**PAGE**

No but I do enjoy playing devils advocate sometimes.

So to continue the thought experiment...

All numbers are arbitrary symbols we apply to represent quantity.
Therefore if we discard convention and say instead that 2 is really a
symbol meaning two and one half units of a given quantity then 2 + 2
does in fact equal 5.

I mean if we can say that A = 10, B = 11 and etc, one should certainly
be able to say that 2 = two and one half units.

Oh hello Mr. Wells!  :)

Sorry couldn't resist

On 9/26/07, Levi Pearson <[EMAIL PROTECTED]> wrote:
> Steve <[EMAIL PROTECTED]> writes:
> >
> > Same thing with computing.
> > How much of computing science is going to become irrelevant should
> > quantum computing take off?  How many new laws are waiting to be
> > discovered?

**WRITTEN TASKS**
**1.** According to the message, what should 2 be taken to mean so that 2 + 2 equals 5?
**2.** Reproduce the stretch of the message from "Therefore if we" through "fact equal 5.".
The material that comes next is from a separate source, unrelated to the message.

**EXTRACTED ENTRIES**
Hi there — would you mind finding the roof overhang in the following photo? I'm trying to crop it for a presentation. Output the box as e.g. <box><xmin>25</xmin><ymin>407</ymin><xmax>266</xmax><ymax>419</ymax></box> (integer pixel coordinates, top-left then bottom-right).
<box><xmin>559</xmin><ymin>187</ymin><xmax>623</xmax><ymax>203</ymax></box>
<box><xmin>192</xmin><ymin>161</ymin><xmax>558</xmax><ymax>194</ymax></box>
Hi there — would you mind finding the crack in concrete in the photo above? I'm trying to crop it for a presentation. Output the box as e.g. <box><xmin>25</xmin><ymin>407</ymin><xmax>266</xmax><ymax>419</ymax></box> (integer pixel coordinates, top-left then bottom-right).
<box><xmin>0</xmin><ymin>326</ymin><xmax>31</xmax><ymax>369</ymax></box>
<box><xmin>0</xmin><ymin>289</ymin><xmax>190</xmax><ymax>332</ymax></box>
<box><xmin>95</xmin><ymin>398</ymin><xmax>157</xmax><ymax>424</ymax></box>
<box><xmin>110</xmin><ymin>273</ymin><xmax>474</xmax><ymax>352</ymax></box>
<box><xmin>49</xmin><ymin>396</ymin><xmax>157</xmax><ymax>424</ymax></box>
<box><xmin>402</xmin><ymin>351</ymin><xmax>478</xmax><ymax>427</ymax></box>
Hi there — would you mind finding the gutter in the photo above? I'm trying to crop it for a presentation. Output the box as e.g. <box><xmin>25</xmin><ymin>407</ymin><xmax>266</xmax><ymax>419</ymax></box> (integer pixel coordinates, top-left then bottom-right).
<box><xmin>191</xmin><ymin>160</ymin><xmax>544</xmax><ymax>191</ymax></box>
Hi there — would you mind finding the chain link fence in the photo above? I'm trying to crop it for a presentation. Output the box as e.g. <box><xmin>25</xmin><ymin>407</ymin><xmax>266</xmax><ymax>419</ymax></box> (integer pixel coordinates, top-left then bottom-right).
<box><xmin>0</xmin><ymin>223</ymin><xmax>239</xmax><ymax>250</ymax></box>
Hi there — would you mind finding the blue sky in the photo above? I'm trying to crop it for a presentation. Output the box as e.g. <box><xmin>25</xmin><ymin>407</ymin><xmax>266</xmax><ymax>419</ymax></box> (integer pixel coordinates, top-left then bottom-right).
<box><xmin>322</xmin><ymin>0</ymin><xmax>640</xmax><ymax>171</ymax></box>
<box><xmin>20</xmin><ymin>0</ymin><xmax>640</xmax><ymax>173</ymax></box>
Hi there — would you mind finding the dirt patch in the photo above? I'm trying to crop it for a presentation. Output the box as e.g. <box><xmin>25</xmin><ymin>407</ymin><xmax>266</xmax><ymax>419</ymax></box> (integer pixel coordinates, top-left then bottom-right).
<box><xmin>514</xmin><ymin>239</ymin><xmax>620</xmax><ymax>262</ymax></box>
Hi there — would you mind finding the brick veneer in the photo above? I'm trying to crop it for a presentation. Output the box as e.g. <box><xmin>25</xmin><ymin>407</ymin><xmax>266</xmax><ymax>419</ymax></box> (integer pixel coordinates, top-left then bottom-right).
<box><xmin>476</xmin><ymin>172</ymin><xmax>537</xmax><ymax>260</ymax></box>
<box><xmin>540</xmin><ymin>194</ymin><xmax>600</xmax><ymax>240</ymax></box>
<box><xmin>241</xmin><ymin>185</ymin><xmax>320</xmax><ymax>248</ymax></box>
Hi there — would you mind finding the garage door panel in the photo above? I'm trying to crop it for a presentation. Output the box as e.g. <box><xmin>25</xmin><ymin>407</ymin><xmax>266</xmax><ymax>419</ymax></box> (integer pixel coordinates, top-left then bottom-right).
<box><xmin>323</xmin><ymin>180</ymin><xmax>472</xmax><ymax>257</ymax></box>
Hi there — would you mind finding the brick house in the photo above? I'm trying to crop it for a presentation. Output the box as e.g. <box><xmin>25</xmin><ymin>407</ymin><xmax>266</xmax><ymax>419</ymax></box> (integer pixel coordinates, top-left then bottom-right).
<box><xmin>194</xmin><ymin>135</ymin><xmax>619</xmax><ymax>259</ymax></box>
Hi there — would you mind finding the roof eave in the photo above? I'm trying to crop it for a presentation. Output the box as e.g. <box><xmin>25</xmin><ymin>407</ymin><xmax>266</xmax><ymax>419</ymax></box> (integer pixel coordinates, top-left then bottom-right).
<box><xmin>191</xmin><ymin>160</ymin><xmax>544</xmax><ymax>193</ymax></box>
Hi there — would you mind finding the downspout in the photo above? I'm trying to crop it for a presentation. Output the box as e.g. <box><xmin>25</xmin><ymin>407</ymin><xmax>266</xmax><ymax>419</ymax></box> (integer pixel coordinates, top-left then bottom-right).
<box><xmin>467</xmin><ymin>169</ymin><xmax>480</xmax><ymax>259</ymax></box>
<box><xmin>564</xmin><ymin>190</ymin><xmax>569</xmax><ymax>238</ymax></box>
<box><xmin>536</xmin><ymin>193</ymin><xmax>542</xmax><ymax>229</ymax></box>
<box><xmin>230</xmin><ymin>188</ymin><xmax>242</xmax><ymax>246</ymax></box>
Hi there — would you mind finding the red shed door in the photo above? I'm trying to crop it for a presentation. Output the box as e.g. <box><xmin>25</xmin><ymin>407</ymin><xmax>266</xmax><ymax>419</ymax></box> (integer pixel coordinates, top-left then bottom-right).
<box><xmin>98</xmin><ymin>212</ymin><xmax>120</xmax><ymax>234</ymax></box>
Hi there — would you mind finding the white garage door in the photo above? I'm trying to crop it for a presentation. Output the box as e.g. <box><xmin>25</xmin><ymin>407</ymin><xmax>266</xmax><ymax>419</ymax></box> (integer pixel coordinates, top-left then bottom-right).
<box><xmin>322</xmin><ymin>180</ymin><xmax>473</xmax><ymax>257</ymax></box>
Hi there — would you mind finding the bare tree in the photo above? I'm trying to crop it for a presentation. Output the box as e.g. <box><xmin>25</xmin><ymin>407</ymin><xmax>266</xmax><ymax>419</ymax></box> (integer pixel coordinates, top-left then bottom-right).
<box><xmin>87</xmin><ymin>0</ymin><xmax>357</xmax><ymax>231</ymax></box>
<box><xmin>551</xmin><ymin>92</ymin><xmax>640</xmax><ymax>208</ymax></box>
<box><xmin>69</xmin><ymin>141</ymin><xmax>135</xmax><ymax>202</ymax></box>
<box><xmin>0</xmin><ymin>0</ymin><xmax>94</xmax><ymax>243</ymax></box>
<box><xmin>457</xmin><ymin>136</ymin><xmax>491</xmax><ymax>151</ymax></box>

**FULL ANSWERS**
**1.** A symbol meaning two and one half units of a given quantity.

**2.**
Therefore if we discard convention and say instead that 2 is really a
symbol meaning two and one half units of a given quantity then 2 + 2
does in fact equal 5.